TEXT:
(begin)

Awards granted pursuant to the Plan may be exercisable pursuant to a vesting schedule as determined by the Committee. The Committee may, in its sole discretion, accelerate or extend the time during which any Stock Option may be exercised, or any Stock Award may vest, in whole or in part, provided, however, that with respect to an Incentive Stock Option, it must be consistent with the terms of Section 422 of the Code in order to continue to qualify as an Incentive Stock Option. Notwithstanding the above, in the event of Retirement (as defined in Section 26 hereof), death or Disability (as defined in Section 26 hereof), all awards shall immediately vest.
 
11. AWARD AGREEMENTS. Each award of Stock Options, Reload Options, Limited Rights, Dividend Equivalent Rights and Stock Award under the Plan shall be evidenced by an agreement that is approved by the Committee. The agreement must set forth the terms, conditions and limitations to an award and the provisions applicable in the event the participant’s employment terminates, provided, however, in no event shall the term of any Incentive Stock Option exceed a period of ten years from the date of its grant. If any key employee, at the time an Incentive Stock Option is granted to him, owns stock representing more than 10% of the total combined voting power of all classes of stock of the Company or its Affiliate (or, under Section 424(d) of the Code, is deemed to own stock representing more than 10% of the total combined voting power of all classes of stock, by reason of the ownership of such classes of stock, directly or indirectly, by or for any brother, sister, spouse, ancestor or lineal descendent of such key employee, or by or for any corporation, partnership, estate or trust of which such key employee is a shareholder, partner or beneficiary), the Incentive Stock Option granted to him shall not be exercisable after the expiration of five years from the date of grant.
 
In addition, to the extent required by Section 422 of the Code, the aggregate Fair Market Value (determined at the time the option is granted) of the Common Stock for which Incentive Stock Options are exercisable for the first time by a participant during any calendar year (under all plans of the Company and its Affiliates) shall not exceed $100,000. In the event the amount exercisable shall exceed $100,000, the first $100,000 of Incentive Stock Options (determined as of the date of grant) shall be exercisable as Incentive Stock Options and any excess shall be exercisable as Non-Statutory Stock Options.
 
12. LIMITED RIGHTS. The Committee may grant a Limited Right simultaneously with the grant of any Stock Option, with respect to all or some of the shares covered by such option. Limited Rights granted under the Plan are subject to the following terms and conditions:
 
(a)  Terms of Limited Rights. A Limited Right shall not be exercisable in whole or in part before the expiration of six months from the date of grant of the Limited Right. A Limited Right may be exercised only in the event of a Change in Control of the Company or the Association.

(end)

WRITTEN PROBLEM 1: Lay out the records as a Markdown table with the columns Row and Line, one line per row and blank lines omitted, covering only the span from the first line of the records to the line with "[(1312, 281), (1112, 432)]", both included. Leave the pictures out of the table.

RECORDED INFORMATION:
(begin)

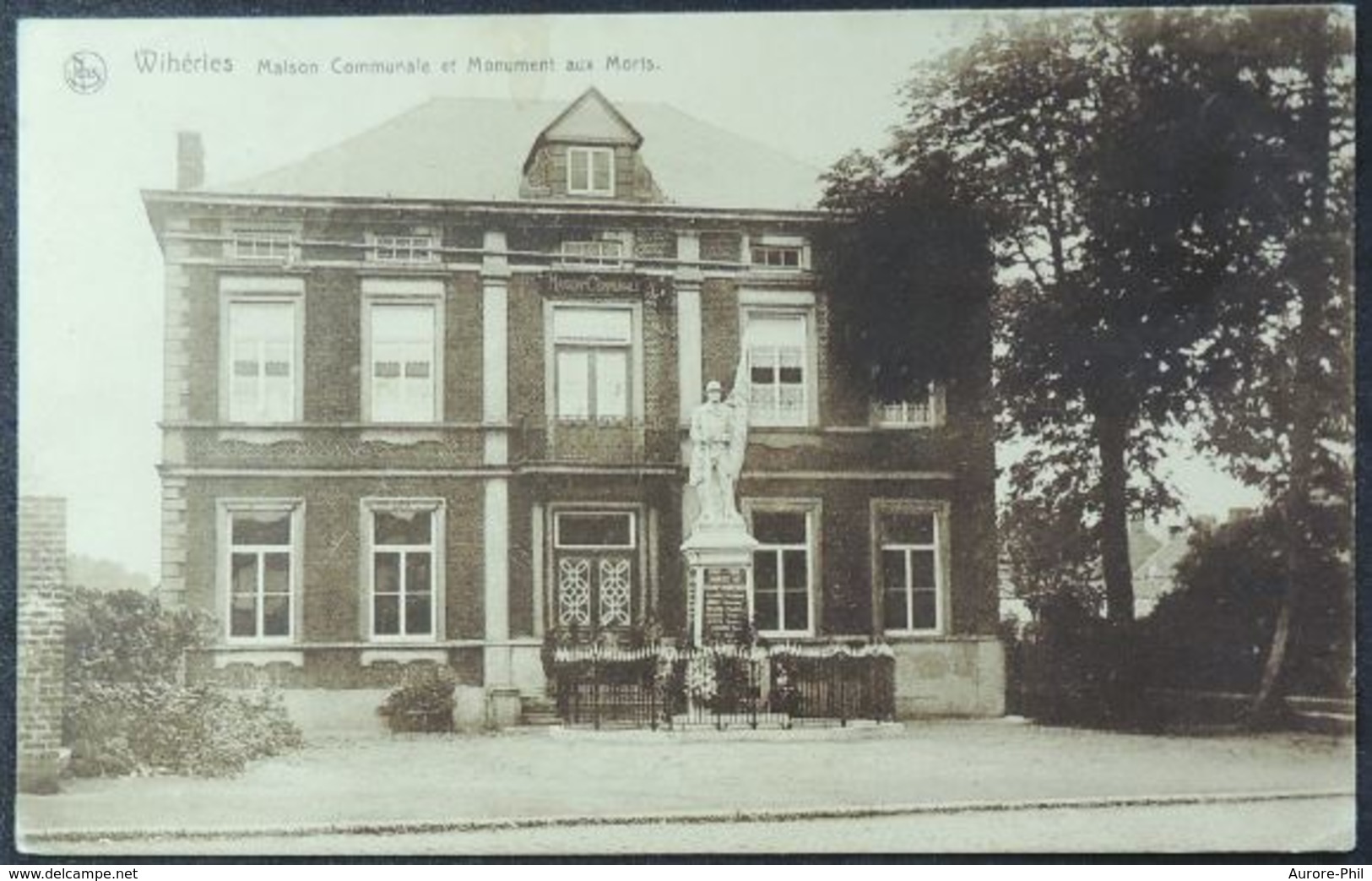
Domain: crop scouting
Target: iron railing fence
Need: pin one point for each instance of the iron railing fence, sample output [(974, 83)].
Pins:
[(724, 687)]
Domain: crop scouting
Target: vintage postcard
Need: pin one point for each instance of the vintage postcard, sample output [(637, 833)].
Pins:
[(800, 432)]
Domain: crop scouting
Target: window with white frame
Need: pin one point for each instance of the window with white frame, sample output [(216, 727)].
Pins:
[(775, 345), (263, 360), (592, 357), (783, 570), (910, 571), (594, 253), (261, 571), (590, 171), (402, 362), (594, 568), (404, 568), (415, 248), (261, 243)]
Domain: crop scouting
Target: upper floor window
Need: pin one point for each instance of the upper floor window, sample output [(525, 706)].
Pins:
[(402, 362), (263, 243), (592, 356), (596, 253), (910, 571), (263, 362), (778, 253), (261, 556), (417, 248), (590, 171), (777, 351)]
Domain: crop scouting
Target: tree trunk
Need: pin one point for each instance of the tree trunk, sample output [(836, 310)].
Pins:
[(1312, 281), (1112, 432)]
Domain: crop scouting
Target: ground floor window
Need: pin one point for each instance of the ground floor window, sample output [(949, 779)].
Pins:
[(783, 568), (404, 562), (910, 570), (261, 557), (594, 570)]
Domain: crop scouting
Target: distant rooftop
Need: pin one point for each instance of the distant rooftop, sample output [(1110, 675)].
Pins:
[(474, 150)]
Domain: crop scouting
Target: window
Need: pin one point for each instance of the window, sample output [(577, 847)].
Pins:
[(778, 253), (592, 347), (594, 568), (404, 568), (590, 171), (910, 571), (599, 253), (783, 570), (402, 362), (265, 243), (261, 571), (778, 368), (263, 362), (404, 248)]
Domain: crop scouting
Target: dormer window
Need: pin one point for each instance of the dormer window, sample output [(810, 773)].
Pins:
[(590, 171)]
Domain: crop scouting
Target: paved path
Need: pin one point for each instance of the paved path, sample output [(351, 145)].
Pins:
[(1291, 824), (529, 775)]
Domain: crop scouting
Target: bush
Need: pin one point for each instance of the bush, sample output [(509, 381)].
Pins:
[(160, 727), (1214, 632), (127, 710), (421, 703)]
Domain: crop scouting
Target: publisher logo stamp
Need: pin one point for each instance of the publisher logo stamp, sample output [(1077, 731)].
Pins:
[(85, 72)]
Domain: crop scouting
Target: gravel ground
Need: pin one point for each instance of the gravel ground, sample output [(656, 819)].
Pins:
[(534, 773)]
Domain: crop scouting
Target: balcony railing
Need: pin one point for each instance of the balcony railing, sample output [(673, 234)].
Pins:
[(724, 687)]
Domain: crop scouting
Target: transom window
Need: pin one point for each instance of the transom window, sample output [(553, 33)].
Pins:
[(594, 570), (783, 571), (775, 346), (402, 371), (261, 574), (592, 351), (597, 253), (777, 257), (263, 362), (404, 248), (404, 571), (910, 571), (590, 171), (261, 243)]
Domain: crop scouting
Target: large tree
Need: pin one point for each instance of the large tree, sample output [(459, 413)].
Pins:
[(1279, 376), (1108, 157)]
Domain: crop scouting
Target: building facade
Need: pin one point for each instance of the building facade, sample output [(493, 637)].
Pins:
[(427, 398)]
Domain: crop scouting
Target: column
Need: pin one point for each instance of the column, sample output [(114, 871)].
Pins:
[(496, 417)]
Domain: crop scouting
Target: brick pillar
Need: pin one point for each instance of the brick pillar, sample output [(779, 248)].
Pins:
[(41, 630)]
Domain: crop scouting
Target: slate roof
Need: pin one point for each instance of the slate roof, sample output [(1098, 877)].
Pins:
[(474, 150)]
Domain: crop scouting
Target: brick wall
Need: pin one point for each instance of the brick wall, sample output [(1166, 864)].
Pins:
[(41, 588)]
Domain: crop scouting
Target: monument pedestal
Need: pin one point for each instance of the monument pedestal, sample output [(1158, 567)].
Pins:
[(719, 585)]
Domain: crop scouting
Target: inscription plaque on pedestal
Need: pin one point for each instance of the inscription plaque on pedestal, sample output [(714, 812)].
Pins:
[(724, 604)]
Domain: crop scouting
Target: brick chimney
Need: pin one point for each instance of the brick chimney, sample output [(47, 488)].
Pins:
[(190, 160)]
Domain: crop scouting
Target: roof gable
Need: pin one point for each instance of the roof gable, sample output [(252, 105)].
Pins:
[(592, 120)]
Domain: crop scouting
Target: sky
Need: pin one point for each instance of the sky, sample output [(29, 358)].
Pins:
[(816, 85)]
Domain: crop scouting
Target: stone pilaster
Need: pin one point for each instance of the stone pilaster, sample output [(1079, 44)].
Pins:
[(496, 417)]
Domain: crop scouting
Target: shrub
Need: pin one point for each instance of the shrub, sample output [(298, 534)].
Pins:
[(127, 710), (423, 701)]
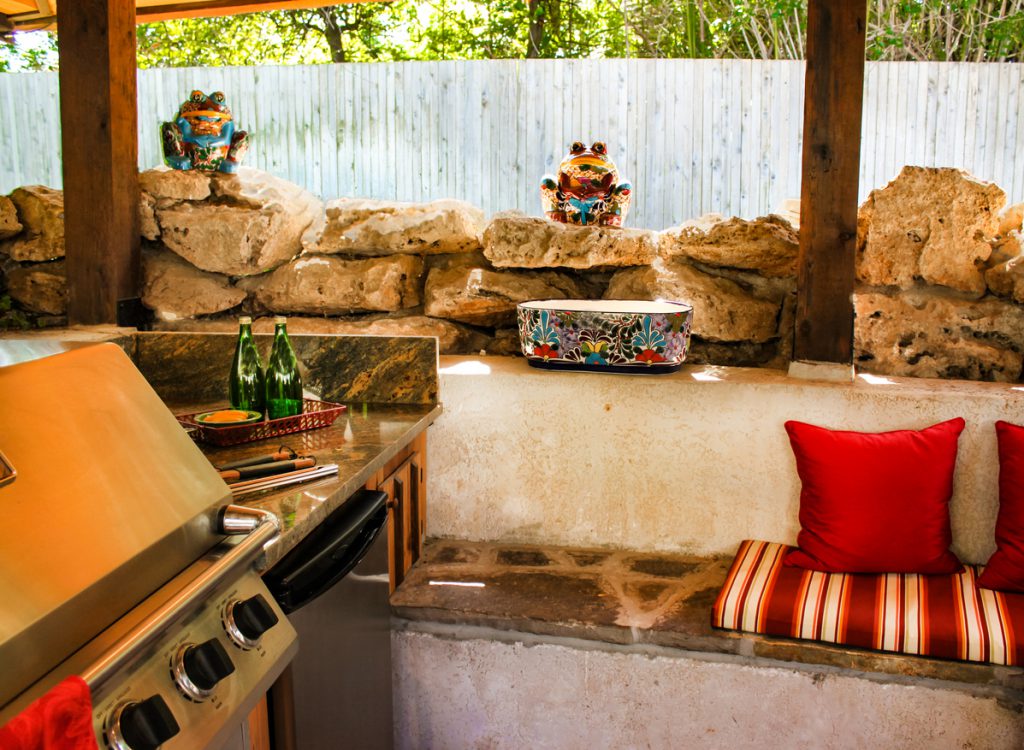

(end)

WRITTEN PROBLEM 2: Pick up the stock option plan text after its final sentence and continue it.

WRITTEN REPLY 1:
| Row | Line |
|---|---|
| 1 | Domain: crop scouting |
| 2 | Target: iron railing fence |
| 3 | Need: pin one point for each instance of the iron railing fence, sample output [(974, 83)]. |
| 4 | Pins: |
| 5 | [(724, 687)] |
| 6 | Domain: crop scouting |
| 7 | Target: vintage postcard |
| 8 | Need: pin one point for each instance of the vintage postcard, sample output [(637, 833)]. |
| 9 | Pins: |
| 10 | [(800, 432)] |
| 11 | Domain: crop scouting |
| 12 | Target: window with white frame |
| 13 | Need: pin one point for each instance of the window with white frame, sample output [(216, 727)]. |
| 14 | Pins: |
| 15 | [(775, 345), (263, 360), (592, 357), (783, 570), (910, 571), (594, 253), (261, 571), (590, 171), (402, 362), (594, 568), (404, 568), (415, 248), (261, 243)] |
| 16 | Domain: crop scouting |
| 17 | Target: upper floor window |
| 18 | Need: pin one point for each instance of the upper floor window, sample output [(525, 706)]. |
| 19 | Pins: |
| 20 | [(402, 362), (263, 243), (592, 356), (596, 253), (910, 571), (263, 362), (778, 253), (261, 556), (417, 248), (590, 171), (777, 351)] |
| 21 | Domain: crop scouting |
| 22 | Target: tree trunk |
| 23 | Need: pin one point for each instance of the tree trunk, sample output [(836, 310)]. |
| 24 | Pins: |
| 25 | [(1312, 281), (1112, 432)] |

WRITTEN REPLY 2:
 
The Limited Right may be exercised only when the underlying Stock Option is eligible to be exercised; provided that the Fair Market Value of the underlying shares on the day of exercise is greater than the exercise price of the related Stock Option.
 
Upon exercise of a Limited Right, the related Stock Option shall cease to be exercisable. Upon exercise or termination of a Stock Option, any related Limited Rights shall terminate. The Limited Right may be for no more than 100% of the difference between the exercise price and the Fair Market Value of the Common Stock subject to the underlying Stock Option. The Limited Right is transferable only when the underlying Stock Option is transferable and under the same conditions.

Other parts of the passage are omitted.